- Written task:
Rewrite every line of the material from the line containing "Target: concrete pad" through the end of the material, inclusive, and shift each outline coordinate by -39 while leaving all other text unchanged.

- Data section:

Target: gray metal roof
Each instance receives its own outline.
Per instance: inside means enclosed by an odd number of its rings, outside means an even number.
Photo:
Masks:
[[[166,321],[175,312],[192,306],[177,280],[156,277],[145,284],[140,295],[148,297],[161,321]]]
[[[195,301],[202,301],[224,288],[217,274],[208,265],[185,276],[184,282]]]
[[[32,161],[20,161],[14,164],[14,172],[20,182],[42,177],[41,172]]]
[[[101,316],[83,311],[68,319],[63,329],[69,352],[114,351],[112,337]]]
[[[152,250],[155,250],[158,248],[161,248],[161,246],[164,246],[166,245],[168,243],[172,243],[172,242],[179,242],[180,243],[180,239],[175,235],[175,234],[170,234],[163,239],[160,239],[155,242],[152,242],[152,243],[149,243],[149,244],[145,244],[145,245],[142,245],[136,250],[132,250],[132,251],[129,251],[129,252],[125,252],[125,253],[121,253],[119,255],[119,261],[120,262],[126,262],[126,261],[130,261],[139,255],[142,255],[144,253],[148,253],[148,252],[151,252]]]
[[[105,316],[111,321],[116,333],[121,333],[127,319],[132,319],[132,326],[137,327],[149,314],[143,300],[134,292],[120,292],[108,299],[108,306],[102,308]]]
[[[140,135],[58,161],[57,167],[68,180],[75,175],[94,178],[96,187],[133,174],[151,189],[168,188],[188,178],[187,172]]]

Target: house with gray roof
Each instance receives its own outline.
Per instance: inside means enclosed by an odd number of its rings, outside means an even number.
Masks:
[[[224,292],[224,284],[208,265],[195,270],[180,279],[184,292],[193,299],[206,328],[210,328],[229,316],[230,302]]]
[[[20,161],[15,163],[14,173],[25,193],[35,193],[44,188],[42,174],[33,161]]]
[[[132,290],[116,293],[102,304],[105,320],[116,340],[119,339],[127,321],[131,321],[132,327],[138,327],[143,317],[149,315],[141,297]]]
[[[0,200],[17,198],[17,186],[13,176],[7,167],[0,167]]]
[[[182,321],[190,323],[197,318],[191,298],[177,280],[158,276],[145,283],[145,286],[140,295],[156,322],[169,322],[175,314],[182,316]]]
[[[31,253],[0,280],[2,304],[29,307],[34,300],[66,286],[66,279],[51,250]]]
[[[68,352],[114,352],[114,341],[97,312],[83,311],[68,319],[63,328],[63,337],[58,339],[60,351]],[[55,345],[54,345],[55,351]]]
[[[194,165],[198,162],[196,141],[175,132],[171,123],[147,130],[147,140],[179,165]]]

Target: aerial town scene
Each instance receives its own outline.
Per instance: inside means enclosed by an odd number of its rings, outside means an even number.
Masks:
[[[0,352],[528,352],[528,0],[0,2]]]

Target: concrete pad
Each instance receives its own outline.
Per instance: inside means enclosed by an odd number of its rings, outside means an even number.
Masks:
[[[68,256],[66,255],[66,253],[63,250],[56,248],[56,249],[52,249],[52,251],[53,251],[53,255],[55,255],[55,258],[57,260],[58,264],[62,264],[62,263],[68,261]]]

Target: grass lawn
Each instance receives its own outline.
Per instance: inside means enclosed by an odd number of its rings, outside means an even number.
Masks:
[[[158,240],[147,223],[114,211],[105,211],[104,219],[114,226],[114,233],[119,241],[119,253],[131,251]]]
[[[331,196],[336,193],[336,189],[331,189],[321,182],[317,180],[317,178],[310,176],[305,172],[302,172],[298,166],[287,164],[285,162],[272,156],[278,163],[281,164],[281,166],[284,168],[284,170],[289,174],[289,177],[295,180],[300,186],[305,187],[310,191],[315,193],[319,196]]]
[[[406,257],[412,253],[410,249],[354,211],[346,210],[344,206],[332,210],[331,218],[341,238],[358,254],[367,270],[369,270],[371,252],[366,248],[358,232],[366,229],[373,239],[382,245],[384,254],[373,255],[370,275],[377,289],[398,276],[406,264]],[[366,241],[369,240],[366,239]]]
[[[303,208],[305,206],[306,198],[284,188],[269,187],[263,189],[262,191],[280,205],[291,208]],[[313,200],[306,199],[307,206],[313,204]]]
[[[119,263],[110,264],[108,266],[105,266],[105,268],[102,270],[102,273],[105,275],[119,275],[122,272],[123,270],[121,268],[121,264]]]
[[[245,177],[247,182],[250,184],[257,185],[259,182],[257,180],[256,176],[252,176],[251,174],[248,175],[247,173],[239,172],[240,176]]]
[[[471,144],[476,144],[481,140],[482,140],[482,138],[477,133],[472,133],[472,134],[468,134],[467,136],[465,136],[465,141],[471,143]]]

- Correct output:
Target: concrete pad
Each instance receives its own outline.
Per instance: inside means enclosed by an odd number of its rings, outside means an even number.
Masks:
[[[29,217],[27,216],[27,214],[24,211],[17,209],[17,210],[13,210],[13,212],[14,212],[14,216],[16,216],[16,219],[18,221],[19,225],[23,225],[23,224],[29,222]]]

Target: grass lawn
Each instance receives its own outline.
Per instance: inside means enclosed by an odd number of its rings, outside means an even number.
Masks:
[[[119,201],[108,184],[75,172],[66,172],[65,180],[75,187],[75,194],[80,202],[80,214],[92,212]]]
[[[292,157],[297,154],[297,150],[292,150],[282,143],[278,141],[278,139],[271,137],[266,133],[263,133],[259,127],[248,125],[246,123],[233,117],[239,124],[242,125],[242,127],[245,129],[245,131],[250,135],[250,138],[256,141],[261,147],[266,148],[271,152],[276,154],[280,157]]]
[[[367,218],[373,214],[371,210],[315,172],[307,171],[305,167],[293,171],[292,179],[302,199],[319,215],[328,231],[330,231],[332,213],[327,209],[319,193],[327,190],[334,200],[343,206],[345,215],[334,216],[331,236],[338,250],[359,237],[367,225]],[[327,202],[330,201],[327,200]]]
[[[264,169],[266,167],[267,159],[245,149],[230,148],[224,150],[223,152],[241,166],[252,169]],[[274,161],[267,160],[268,167],[274,165]]]
[[[80,224],[71,225],[69,227],[66,227],[66,229],[63,231],[63,234],[66,236],[80,236],[83,233],[84,231],[82,229],[82,225]]]
[[[206,138],[208,143],[211,145],[218,146],[220,143],[218,141],[217,137],[213,137],[212,135],[209,136],[208,134],[200,133],[201,137]]]
[[[432,105],[437,105],[442,101],[443,101],[443,99],[438,94],[433,94],[433,95],[429,95],[428,97],[426,97],[426,102],[432,104]]]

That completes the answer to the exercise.